Page text |
* * *
Read an Excerpt
by Nuala O'Faolain
If you live, as I do, in a part of Ireland popular with tourists, you become hardened to the transactions involved in photography. Your own mild bay and headland stares at you, lurid, from the postcards on sale beside every till. You shrug, embarrassed, at the garish images you catch sight of in brochures that have lured visitors across the sea to confront the singularly evasive reality of Ireland. You see the holiday makers lined up, laughing, their hair blowing across their faces for the friend who shouts "Say cheese!" Their well-being will be there in the holiday snap, but the place where they stood might be anywhere. At a scenic bend of the road near my cottage, there are as many pointing lenses, sometimes, as outside a celebrity premiere. A local man tethers his donkey there, and he fixes a pipe between the donkey's teeth, and -- click-click! -- the tourists photograph the pipe-smoking Irish donkey. What else can they do with it?
And then, this. This American child of Ireland gives us these photographs.
Jon Michael Riley talks of thanking the land of Ireland and the people of Ireland for the gift of grace that came upon him when he was with us, making this record. But how to thank him for the gifts he has showered on us in return? Here is Ireland fully escaped from literary or historical text -- pounced on by a lover who has had the patience to wait for it to reveal its secret, visionary self. These are the private beauties of an apparently plain and muted landscape, displayed for him, the lover, because he has stalked the angle, the light, the moment, when the beloved could be shown to best advantage.
* * *
Provided data |
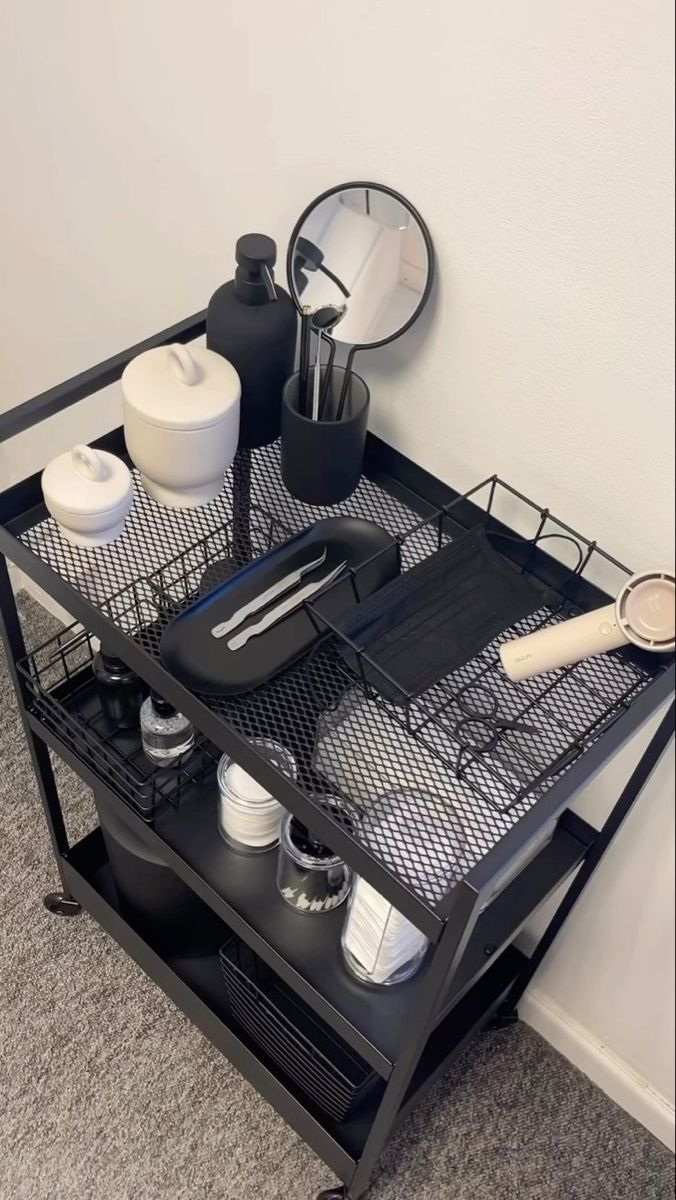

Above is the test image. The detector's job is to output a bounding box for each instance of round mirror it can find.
* * *
Task 1 |
Answer these questions from the excerpt:
(a) Where are the postcards of the local bay and headland on sale?
(b) What does the local man fix between his donkey's teeth?
(c) What does Jon Michael Riley talk of thanking the land and people of Ireland for?
Task 2 |
Reproduce the passage of the excerpt between "Jon Michael Riley" and "to best advantage.", inclusive, word for word.

Exercise result 1 |
(a) Beside every till.
(b) A pipe.
(c) The gift of grace that came upon him while he was in Ireland making this record.

Exercise result 2 |
Jon Michael Riley talks of thanking the land of Ireland and the people of Ireland for the gift of grace that came upon him when he was with us, making this record. But how to thank him for the gifts he has showered on us in return? Here is Ireland fully escaped from literary or historical text -- pounced on by a lover who has had the patience to wait for it to reveal its secret, visionary self. These are the private beauties of an apparently plain and muted landscape, displayed for him, the lover, because he has stalked the angle, the light, the moment, when the beloved could be shown to best advantage.